## SET PROBLEM A
In the forum question, which format string is passed to pd.to_datetime for the scheduled departure column?

## SUPPLIED TEXT
────────────────────────────────────────

0

I have flight data stored in a csv including for example the scheduled departure in the form 0005 (for 00:05 am). Thus in order to work with the data, I need to parse it into datetimeformat - here: "%H%M". Can you explain why it isn´t working? Thanlls for your help!!!

df['SCHEDULED_DEPARTURE'] = pd.to_datetime(df['SCHEDULED_DEPARTURE'], format="%H%M")

ValueError: time data '5' does not match format '%H%M' (match)

────────────────────────────────────────

## RECORD SET
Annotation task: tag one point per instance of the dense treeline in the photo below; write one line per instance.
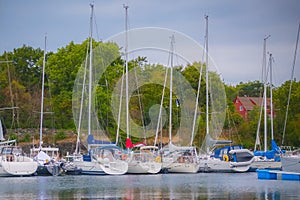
(20, 86)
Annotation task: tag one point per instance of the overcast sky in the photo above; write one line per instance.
(236, 28)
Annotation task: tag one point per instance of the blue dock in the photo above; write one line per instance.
(277, 175)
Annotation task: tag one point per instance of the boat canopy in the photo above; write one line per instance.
(92, 140)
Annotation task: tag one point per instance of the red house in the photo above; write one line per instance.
(245, 104)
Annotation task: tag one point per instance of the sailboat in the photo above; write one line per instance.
(46, 157)
(13, 161)
(103, 156)
(290, 160)
(266, 159)
(226, 159)
(177, 159)
(142, 159)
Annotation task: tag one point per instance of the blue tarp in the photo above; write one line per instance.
(92, 140)
(270, 154)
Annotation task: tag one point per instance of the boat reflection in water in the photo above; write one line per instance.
(156, 186)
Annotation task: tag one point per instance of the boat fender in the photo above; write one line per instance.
(225, 158)
(124, 156)
(158, 159)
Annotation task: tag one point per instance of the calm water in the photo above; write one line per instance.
(160, 186)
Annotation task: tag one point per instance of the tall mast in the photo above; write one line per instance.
(126, 71)
(265, 92)
(271, 98)
(90, 70)
(42, 96)
(291, 82)
(206, 65)
(171, 88)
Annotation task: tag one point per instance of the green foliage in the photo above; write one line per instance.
(20, 85)
(60, 136)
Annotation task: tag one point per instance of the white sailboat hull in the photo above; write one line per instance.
(89, 168)
(217, 165)
(183, 167)
(137, 167)
(20, 166)
(116, 167)
(291, 163)
(180, 166)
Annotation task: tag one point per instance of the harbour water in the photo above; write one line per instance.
(159, 186)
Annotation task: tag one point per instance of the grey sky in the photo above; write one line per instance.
(236, 28)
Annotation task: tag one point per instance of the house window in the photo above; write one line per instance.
(241, 108)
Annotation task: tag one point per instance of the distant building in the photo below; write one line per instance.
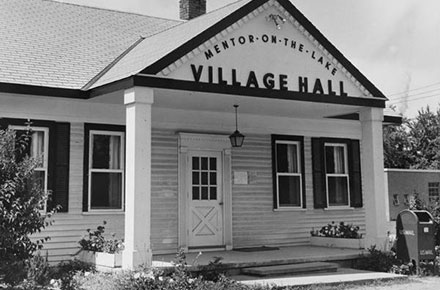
(403, 184)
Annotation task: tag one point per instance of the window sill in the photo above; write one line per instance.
(339, 208)
(109, 212)
(290, 209)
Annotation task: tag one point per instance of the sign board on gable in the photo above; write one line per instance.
(258, 55)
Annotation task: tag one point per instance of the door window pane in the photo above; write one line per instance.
(196, 193)
(196, 178)
(196, 164)
(205, 193)
(204, 163)
(213, 193)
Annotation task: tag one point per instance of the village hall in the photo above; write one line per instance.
(240, 127)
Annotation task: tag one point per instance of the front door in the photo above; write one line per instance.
(205, 199)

────────────────────────────────────────

## SET PROBLEM B
Gather every line of the records that contains the word "house" and copy each one out.

## WORKED SOLUTION A
"%H%M"

## WORKED SOLUTION B
Annotation task: tag one point per instance of the red house in the photo above; write one line per instance.
Annotation task: tag one point per instance of the house window in the photo above; write one line per instance.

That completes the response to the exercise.